# Start of Exercise input

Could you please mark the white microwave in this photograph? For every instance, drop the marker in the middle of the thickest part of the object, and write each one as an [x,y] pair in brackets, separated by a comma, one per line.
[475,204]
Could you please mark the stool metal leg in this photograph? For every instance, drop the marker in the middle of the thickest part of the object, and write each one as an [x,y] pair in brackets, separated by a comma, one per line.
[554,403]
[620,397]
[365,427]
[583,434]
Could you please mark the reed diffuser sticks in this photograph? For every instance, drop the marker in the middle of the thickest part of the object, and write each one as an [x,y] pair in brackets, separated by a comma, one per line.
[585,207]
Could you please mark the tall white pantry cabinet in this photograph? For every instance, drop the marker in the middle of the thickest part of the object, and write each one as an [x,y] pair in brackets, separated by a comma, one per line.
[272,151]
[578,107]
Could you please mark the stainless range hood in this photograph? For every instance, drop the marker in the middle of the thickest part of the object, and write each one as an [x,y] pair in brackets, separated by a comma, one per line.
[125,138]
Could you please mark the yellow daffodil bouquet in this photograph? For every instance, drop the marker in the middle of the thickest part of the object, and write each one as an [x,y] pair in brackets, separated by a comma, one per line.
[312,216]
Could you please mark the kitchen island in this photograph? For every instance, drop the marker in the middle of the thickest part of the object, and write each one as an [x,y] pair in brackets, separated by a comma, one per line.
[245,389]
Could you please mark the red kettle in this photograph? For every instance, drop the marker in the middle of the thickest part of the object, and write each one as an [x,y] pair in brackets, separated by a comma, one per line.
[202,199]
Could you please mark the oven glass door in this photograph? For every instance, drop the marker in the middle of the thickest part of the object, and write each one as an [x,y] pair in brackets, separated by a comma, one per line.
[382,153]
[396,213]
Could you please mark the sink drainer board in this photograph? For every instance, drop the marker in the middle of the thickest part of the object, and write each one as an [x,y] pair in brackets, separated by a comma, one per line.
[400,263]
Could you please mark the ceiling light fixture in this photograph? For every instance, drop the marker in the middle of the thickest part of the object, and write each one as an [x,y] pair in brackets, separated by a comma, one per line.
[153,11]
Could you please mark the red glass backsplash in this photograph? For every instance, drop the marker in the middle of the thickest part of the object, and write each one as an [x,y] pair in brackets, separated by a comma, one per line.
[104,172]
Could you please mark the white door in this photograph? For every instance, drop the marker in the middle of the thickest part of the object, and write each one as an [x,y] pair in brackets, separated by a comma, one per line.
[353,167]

# End of Exercise input

(Stated problem):
Reproduce exactly the lines from the one containing "Could you please mark the yellow" through the last line of the records above, including both, and nothing else.

(Result of the exercise):
Could you please mark the yellow daffodil bouquet in this photograph? For every instance, drop the marker in the middle of the thickest part of the object, and write each one as an [x,y] pair in brackets, separated by a comma, one per line.
[312,216]
Could you please mark the kitchen island in this photograph? For every instance, drop the marker in the middle of the thickest part of the object, and write each one as an [x,y] pair in brackets, separated by a comma, one per line.
[245,389]
Could you please mark the red kettle in this photograph? For every instance, drop the marker in the middle of the thickest part of the object, and write each one as an [x,y] pair in brackets, separated by a comma, one per line.
[202,199]
Could you please mark the oven glass door in this photograph? For every instance, drop the marker in the middle of the thickest part of the object, and write each one as an [x,y] pair in brackets, separated by a comma, one per line.
[382,153]
[396,213]
Could you please mark the sink drainer board in this photograph? For every instance, drop the marker in the middle of the thickest part of the object, and write each one as an [x,y] pair in brackets, separated by a comma, one per line.
[400,263]
Could you please mark the ceiling light fixture in this photograph? For every instance, drop the marker in the middle of the thickest part of the object, and write each one as an [x,y] pair in brackets, separated by a comma, one per line.
[153,11]
Could you please mark the red glass backsplash in this photograph? For every instance, drop the marker in the middle of the thickest part of the object, and write each one as an [x,y] pair in brackets, separated by a comma, one per line.
[104,172]
Could you please mark the white door in this photograph? For every instance, drop the marker in the middle of the thickest part of the object, and write each one as an [x,y] pair in brackets, separated by a comma, one per line.
[353,167]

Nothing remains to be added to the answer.